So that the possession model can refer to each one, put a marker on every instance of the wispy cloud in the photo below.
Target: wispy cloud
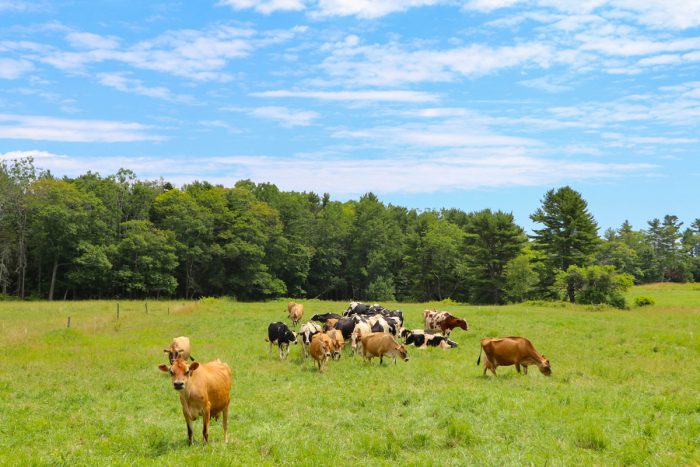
(285, 116)
(30, 127)
(122, 82)
(264, 6)
(13, 69)
(385, 175)
(364, 96)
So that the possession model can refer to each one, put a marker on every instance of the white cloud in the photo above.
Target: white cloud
(90, 41)
(264, 6)
(368, 9)
(387, 65)
(30, 127)
(441, 135)
(13, 69)
(122, 82)
(285, 116)
(200, 55)
(467, 171)
(364, 96)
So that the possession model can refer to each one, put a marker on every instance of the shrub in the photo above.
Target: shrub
(644, 301)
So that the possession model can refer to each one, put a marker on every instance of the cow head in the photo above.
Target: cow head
(179, 372)
(402, 352)
(173, 353)
(460, 323)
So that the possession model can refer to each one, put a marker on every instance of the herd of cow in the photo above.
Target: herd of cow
(371, 330)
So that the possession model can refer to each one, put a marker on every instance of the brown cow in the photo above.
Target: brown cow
(320, 350)
(329, 324)
(378, 344)
(443, 321)
(204, 390)
(513, 350)
(295, 311)
(336, 336)
(179, 346)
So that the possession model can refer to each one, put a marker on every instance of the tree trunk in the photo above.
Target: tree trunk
(53, 278)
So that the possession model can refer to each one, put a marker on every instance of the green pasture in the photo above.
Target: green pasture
(625, 388)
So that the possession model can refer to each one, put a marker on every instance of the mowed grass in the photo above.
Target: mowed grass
(625, 388)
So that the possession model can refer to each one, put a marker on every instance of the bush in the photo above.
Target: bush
(644, 301)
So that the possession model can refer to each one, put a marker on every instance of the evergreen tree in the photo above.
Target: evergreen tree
(569, 233)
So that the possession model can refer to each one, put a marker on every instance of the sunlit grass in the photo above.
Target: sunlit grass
(623, 390)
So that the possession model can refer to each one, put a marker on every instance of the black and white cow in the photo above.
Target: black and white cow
(356, 308)
(423, 339)
(381, 324)
(306, 332)
(322, 318)
(278, 333)
(346, 325)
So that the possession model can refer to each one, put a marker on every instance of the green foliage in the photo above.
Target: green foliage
(493, 240)
(144, 260)
(594, 285)
(569, 235)
(644, 300)
(521, 277)
(116, 407)
(254, 241)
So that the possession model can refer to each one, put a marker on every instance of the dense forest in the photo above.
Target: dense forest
(118, 236)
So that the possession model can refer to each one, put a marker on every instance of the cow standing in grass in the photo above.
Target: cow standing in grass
(443, 321)
(512, 350)
(321, 349)
(278, 333)
(179, 346)
(205, 390)
(295, 312)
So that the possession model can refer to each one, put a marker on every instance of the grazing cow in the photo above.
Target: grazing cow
(306, 332)
(295, 311)
(278, 333)
(422, 339)
(346, 326)
(379, 324)
(362, 328)
(329, 324)
(443, 322)
(378, 344)
(179, 346)
(513, 350)
(338, 342)
(322, 318)
(205, 390)
(321, 349)
(357, 308)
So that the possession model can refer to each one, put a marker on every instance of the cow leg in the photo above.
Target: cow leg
(225, 422)
(205, 425)
(189, 426)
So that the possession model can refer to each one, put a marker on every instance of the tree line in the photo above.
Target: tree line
(119, 236)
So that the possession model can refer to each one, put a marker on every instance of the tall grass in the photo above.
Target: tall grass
(624, 388)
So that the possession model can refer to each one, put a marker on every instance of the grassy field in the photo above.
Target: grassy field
(625, 388)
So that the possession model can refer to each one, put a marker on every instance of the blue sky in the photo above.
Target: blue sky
(428, 103)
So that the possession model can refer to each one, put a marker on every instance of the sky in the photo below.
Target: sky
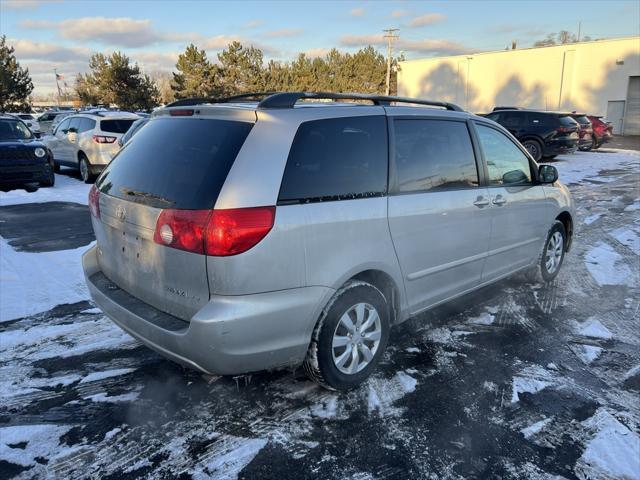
(63, 34)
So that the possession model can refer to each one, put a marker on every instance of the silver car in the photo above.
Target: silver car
(88, 141)
(243, 236)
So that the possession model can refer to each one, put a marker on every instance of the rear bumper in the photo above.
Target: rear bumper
(230, 335)
(20, 174)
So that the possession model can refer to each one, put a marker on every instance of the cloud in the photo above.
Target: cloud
(30, 50)
(399, 13)
(284, 33)
(425, 47)
(428, 19)
(24, 4)
(254, 24)
(122, 32)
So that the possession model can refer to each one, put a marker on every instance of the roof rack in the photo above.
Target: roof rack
(186, 102)
(289, 99)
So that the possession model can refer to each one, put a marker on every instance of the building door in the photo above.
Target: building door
(615, 114)
(632, 115)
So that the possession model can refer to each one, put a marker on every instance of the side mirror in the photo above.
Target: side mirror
(548, 174)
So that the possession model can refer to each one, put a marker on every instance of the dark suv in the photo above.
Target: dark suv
(543, 134)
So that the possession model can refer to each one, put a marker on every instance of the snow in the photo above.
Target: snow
(36, 282)
(604, 265)
(592, 218)
(593, 328)
(588, 353)
(93, 377)
(483, 319)
(43, 442)
(584, 165)
(612, 453)
(536, 428)
(383, 393)
(66, 189)
(628, 238)
(229, 465)
(531, 379)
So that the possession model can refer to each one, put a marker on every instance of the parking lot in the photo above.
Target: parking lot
(516, 380)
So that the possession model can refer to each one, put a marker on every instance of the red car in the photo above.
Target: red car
(602, 130)
(586, 142)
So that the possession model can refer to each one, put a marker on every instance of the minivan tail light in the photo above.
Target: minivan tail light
(94, 201)
(236, 230)
(104, 139)
(214, 232)
(182, 229)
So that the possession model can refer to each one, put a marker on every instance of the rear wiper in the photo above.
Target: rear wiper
(151, 196)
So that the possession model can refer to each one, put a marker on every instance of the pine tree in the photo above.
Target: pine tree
(196, 76)
(15, 81)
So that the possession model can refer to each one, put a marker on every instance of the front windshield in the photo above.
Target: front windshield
(13, 130)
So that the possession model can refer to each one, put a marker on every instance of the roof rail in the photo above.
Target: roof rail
(289, 99)
(186, 102)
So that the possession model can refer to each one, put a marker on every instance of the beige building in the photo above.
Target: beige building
(600, 77)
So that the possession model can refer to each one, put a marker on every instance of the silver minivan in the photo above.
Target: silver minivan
(238, 236)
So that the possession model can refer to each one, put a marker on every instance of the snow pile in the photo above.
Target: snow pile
(37, 282)
(536, 428)
(581, 165)
(603, 264)
(614, 451)
(593, 328)
(628, 238)
(531, 379)
(383, 393)
(588, 353)
(23, 444)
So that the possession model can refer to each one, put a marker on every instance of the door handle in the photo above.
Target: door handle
(481, 202)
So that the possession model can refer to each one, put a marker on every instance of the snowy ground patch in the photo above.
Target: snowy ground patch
(36, 282)
(606, 267)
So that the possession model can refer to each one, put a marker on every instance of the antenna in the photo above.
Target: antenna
(391, 36)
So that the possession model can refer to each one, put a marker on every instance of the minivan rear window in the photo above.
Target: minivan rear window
(116, 126)
(175, 163)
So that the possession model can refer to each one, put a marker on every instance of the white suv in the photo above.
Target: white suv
(88, 141)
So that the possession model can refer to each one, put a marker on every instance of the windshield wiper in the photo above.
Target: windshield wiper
(151, 196)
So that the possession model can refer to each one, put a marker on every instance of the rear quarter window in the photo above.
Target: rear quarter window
(175, 163)
(337, 159)
(116, 126)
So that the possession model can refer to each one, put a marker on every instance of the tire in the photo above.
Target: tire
(336, 368)
(51, 179)
(85, 169)
(542, 272)
(534, 148)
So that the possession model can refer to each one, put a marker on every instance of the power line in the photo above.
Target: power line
(391, 36)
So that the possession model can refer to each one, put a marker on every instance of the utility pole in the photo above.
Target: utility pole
(391, 36)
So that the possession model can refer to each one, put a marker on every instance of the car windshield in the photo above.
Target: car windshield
(13, 130)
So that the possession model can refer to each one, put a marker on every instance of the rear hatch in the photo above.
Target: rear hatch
(172, 163)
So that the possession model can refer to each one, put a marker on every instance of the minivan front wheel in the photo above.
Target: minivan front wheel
(534, 148)
(350, 337)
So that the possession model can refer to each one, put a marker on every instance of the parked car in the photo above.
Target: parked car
(30, 121)
(585, 133)
(88, 141)
(47, 119)
(24, 160)
(133, 129)
(602, 130)
(544, 134)
(250, 236)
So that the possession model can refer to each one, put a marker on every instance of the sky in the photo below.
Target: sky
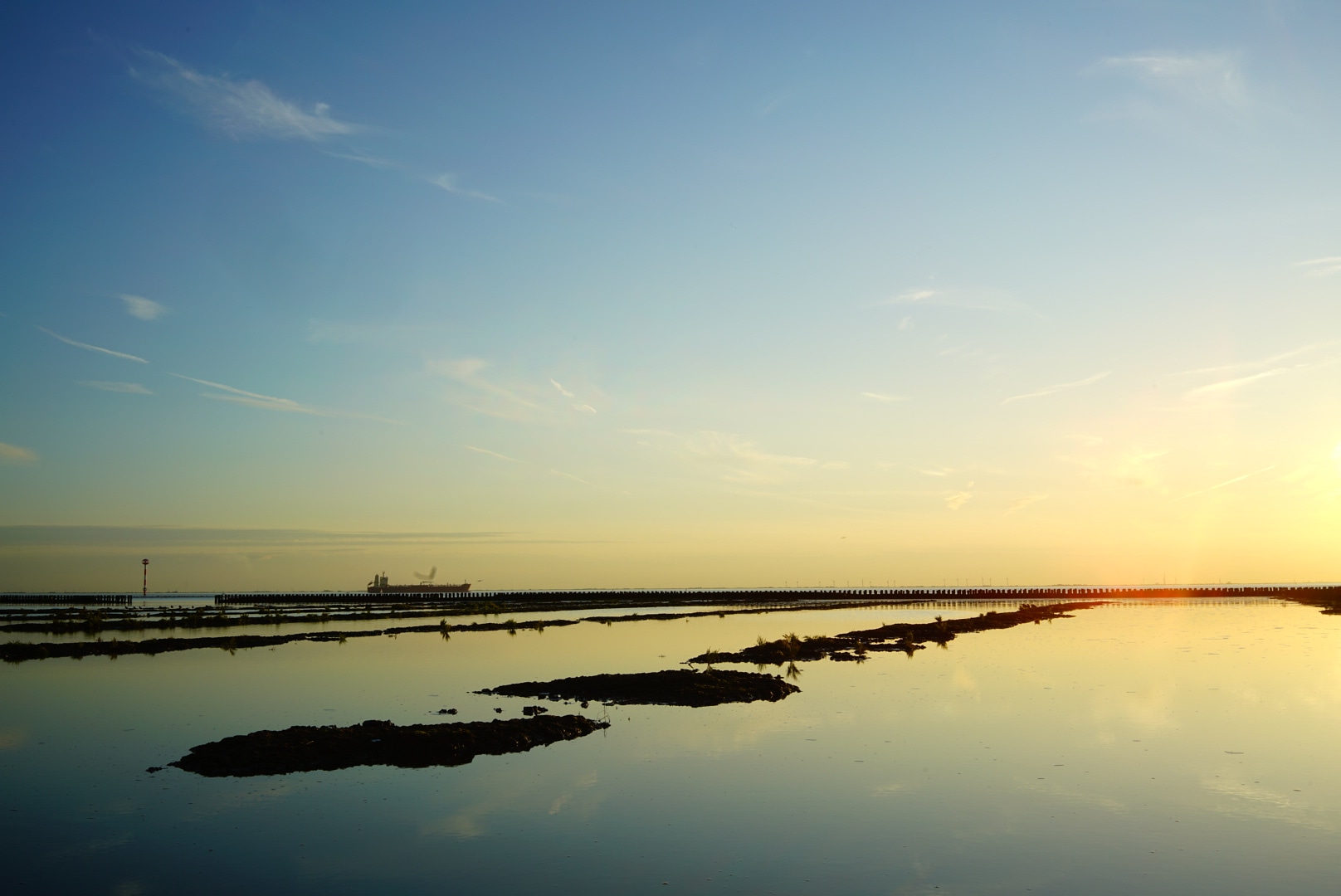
(646, 295)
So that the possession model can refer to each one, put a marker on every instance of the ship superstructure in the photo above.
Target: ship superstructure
(380, 585)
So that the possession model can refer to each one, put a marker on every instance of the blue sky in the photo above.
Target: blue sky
(703, 294)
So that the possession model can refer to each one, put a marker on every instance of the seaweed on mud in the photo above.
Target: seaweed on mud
(897, 636)
(378, 743)
(672, 687)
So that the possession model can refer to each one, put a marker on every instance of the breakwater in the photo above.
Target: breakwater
(67, 600)
(1325, 593)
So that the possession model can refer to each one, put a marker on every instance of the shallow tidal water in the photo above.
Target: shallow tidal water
(1173, 748)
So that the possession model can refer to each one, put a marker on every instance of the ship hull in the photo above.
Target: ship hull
(419, 589)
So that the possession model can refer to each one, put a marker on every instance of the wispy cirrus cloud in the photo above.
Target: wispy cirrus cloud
(363, 158)
(577, 406)
(480, 393)
(1206, 80)
(451, 185)
(577, 479)
(1227, 482)
(15, 455)
(237, 109)
(1321, 267)
(129, 388)
(139, 306)
(270, 402)
(1060, 387)
(953, 298)
(1231, 385)
(94, 348)
(491, 454)
(1262, 368)
(736, 459)
(1258, 363)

_ _ _

Activity. Among the entries above, locate the lines containing "white cow in the photo above." and "foliage in the photo above.", and transcribe exactly those two lines and all lines between.

Written reply.
So that the possession model can refer to each one, put a marker on every instance of the black and white cow in the photo above.
Target: black and white cow
(356, 308)
(423, 339)
(381, 324)
(306, 332)
(322, 318)
(278, 333)
(346, 325)
So that the possession model can refer to each one, put a marker on every instance of the green foliage in the photo above.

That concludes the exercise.